Assigned task 1> List each distinct number written in digits in the stock market text, leaving out the 500 in "S&P 500".
Assigned task 2> Please retype the stock market text between "NEW YORK — What" and "a small gain.", inclusive.

Supplied text>
^^^^^^^^^^^^^^^^

NEW YORK — What a wild ride. The stock market hasn’t been this crazy since — a couple of years ago.
Yes, stocks have swerved scarily this year as Wall Street comes to grips with a Federal Reserve no longer doing everything it can to prop up markets. The average day last month saw a swing twice as wide for the S&P 500, from its low point to its high, as a year earlier. In one dizzying day, it careened from a 4% loss to a small gain.
Perhaps more jarring was that the S&P 500 flirted repeatedly with a 10% drop from its record set on the first trading day of the year. It’s a cold slap for the millions of people who got their first taste of investing in recent years. Until the last few weeks, anyone who began dabbling in the market after March 2020 had known a time where stocks pretty much only went up.
The recent shakiness, though, shouldn’t come as a surprise to anyone. This is what stocks do, and it’s the price that investors have paid for their historically strong returns through the long term.
That 4% swing in one day last month? In 2020, when the pandemic first struck, investors saw 20 such stomach-churning days. In 2008, during the throes of the financial crisis, there were 49 such days, according to S&P Dow Jones Indices. That’s an average of four every month.
And a 10% drop for the S&P 500 isn’t a rare thing either. They tend to happen every couple of years or so, with 23 of them during the past 50 years. Last month’s swoon didn’t even count as one of them, because the S&P 500 has yet to close a trading day at least 10% below its record. It’s come close, but each time it pulled upward enough at the end of the day to stay above that threshold.

^^^^^^^^^^^^^^^^

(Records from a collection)
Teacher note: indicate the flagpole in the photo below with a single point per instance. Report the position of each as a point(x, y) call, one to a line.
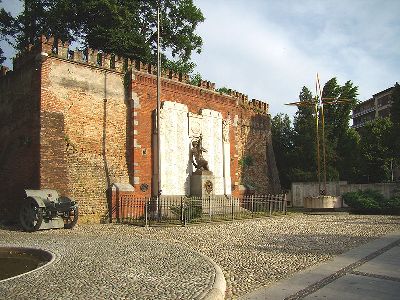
point(158, 111)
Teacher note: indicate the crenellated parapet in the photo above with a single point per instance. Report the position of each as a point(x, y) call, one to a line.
point(49, 46)
point(3, 71)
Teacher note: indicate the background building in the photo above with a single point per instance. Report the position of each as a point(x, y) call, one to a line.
point(82, 122)
point(376, 107)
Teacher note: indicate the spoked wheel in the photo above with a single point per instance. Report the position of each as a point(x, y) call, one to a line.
point(71, 217)
point(31, 216)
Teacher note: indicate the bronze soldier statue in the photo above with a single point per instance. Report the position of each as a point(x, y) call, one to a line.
point(197, 151)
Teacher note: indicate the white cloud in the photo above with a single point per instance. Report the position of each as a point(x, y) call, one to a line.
point(269, 49)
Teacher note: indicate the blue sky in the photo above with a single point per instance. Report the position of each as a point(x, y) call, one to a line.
point(270, 49)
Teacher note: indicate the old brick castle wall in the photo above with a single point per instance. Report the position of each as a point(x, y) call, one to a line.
point(79, 122)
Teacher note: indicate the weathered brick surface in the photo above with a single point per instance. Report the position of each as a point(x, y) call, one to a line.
point(91, 140)
point(19, 138)
point(248, 138)
point(77, 127)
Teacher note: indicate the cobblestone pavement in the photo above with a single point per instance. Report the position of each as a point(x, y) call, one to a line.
point(102, 262)
point(251, 253)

^^^^^^^^^^^^^^^^

Written answer 1> 4, 10, 2020, 20, 2008, 49, 23, 50

Written answer 2>
NEW YORK — What a wild ride. The stock market hasn’t been this crazy since — a couple of years ago.
Yes, stocks have swerved scarily this year as Wall Street comes to grips with a Federal Reserve no longer doing everything it can to prop up markets. The average day last month saw a swing twice as wide for the S&P 500, from its low point to its high, as a year earlier. In one dizzying day, it careened from a 4% loss to a small gain.